Page
— BEGIN —
Last Updated on September 22, 2023 by KnownSense
Autonomy in microservices refers to the degree of independence and self-sufficiency that each individual microservice possesses within a microservices architecture. This enhances the performance and reliability of the service and gives consumers more guarantees about the quality of service they can expect from it. Coupled with statelessness, autonomy also contributes to the overall availability and scalability of the service. With increased autonomy, the microservices architecture is less likely to experience failures or performance issues because of another microservice.
Ways to create Autonomous services
Now we will learn how we can make our microservices autonomous so that each service is independently changeable and deployable without affecting any other parts of our system in a negative way.
1. Loose Coupling
One of the key design approaches for this is loose coupling where we make sure each one of our microservices is independent from other services because they have limited knowledge about the inner workings, i.e. the code, within other services. The easiest way of achieving this is by having our microservices physically separate from each other by having them communicate with each other using the network and by using proven open network communication protocols like HTTP.
— END —
Data excerpt
— BEGIN —
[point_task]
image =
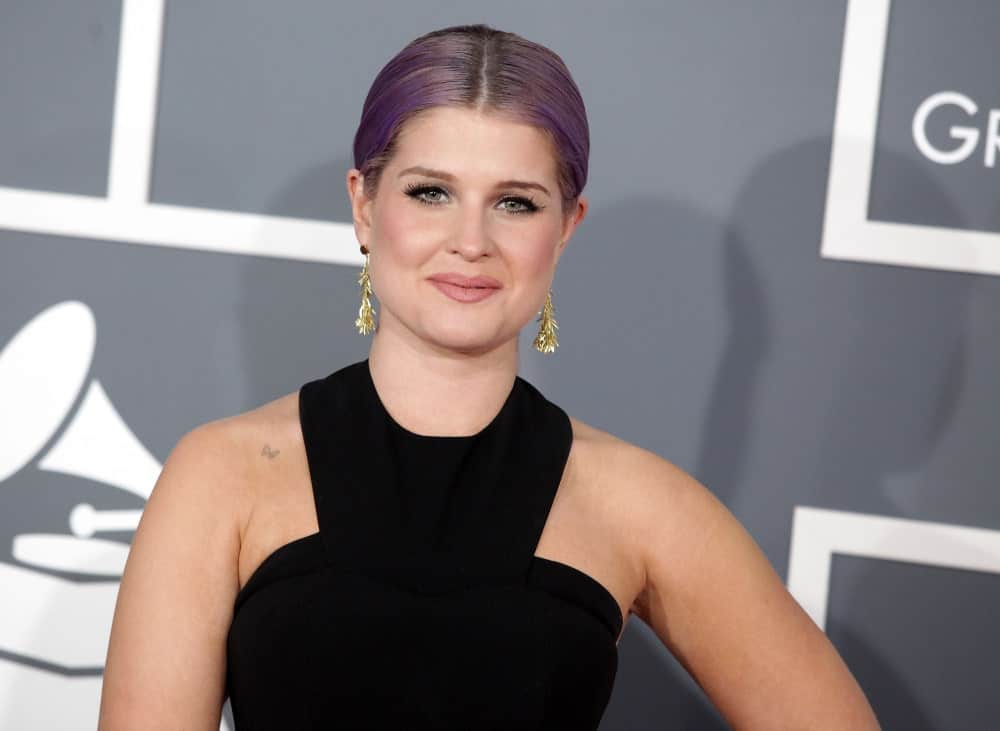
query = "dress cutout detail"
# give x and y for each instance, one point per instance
— END —
Set of tasks
1) In the page on microservice autonomy, rewrite the paragraph that begins "Autonomy in microservices refers to" as a short bulleted list that keeps its main facts.
2) According to the page on microservice autonomy, which protocol is named as an example of a proven open network communication protocol?
3) Using the page on microservice autonomy, explain why loose coupling makes each microservice independent of the others.

Answers given
1)
- Autonomy is how independent and self-sufficient each microservice is within a microservices architecture.
- It improves the service's performance and reliability.
- It gives consumers more guarantees about the quality of service.
- Together with statelessness, it adds to the service's availability and scalability.
- With more autonomy, the architecture is less likely to suffer failures or performance issues caused by another microservice.

2) HTTP.

3) Under loose coupling, each microservice has only limited knowledge of the inner workings of other services, meaning their code. That limited knowledge is what makes each service independent of the others.